_Tasks for this exercise:_
A - Quote the essay on academic incentives word for word, between "Academia, Incentives, and" and "today’s great debates.", inclusive.
B - How would you render this sentence from the essay on academic incentives in Spanish: "Academics used to matter, but they don’t matter as much as they used to."
C - In the essay on academic incentives, what is academic prestige, tenure, and promotion said to be based on?

_Document segment:_
_ _ _ _ _

Academia, Incentives, and The Secret to Unleashing Intellectual Capital- Responding to Nicholas Kristof
In the New York Times, Nicholas Kristof has just thrown down the gauntlet for academics:
Some of the smartest thinkers on problems at home and around the world are university professors, but most of them just don’t matter in today’s great debates.
Academics used to matter, but they don’t matter as much as they used to. The question is why? I think there are three sets of reasons. Partly, this has to do with the incentives within professional academia, partly it is related to the recruitment pool for academics, and partly it has to do with the ever-widening range of non-academic sources of deep knowledge that has been made accessible through new technology (think tanks, rise of NGOs, blogosphere, free access to high quality information). I’ll say something about the first two since the third is pretty obvious.
Incentives Within Academia
The core problem is one of incentives within academia: Academic prestige/tenure/promotion is based purely on publications. On the surface, this seems like a fair way of gauging merit. But it means that everything else that professors do tends to run a distant second (teaching, administration and service, public engagement). Given the fierce competition for academic posts these days, no one is going to give up their research time for public engagement (unless s/he enjoys doing it) if they don’t already have tenure. (For adjunct professors/temporary lecturers who live from paycheque to paycheque with no job security, the situation is even more precarious. See Corey Robin’s excellent post on this aspect of the problem.) Writing specialized journal articles will win every time because our careers depend on it.

_ _ _ _ _

_Supplied material:_
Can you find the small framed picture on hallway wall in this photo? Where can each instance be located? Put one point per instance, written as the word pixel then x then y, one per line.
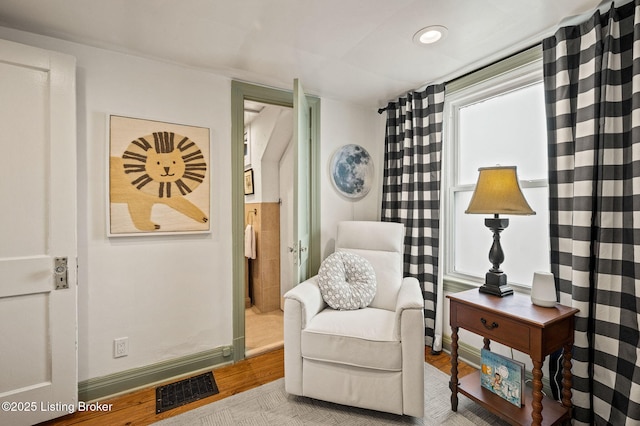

_ _ _ _ _

_Worked solutions:_
A -
Academia, Incentives, and The Secret to Unleashing Intellectual Capital- Responding to Nicholas Kristof
In the New York Times, Nicholas Kristof has just thrown down the gauntlet for academics:
Some of the smartest thinkers on problems at home and around the world are university professors, but most of them just don’t matter in today’s great debates.

B - Los académicos solían importar, pero ya no importan tanto como antes.

C - It is based purely on publications.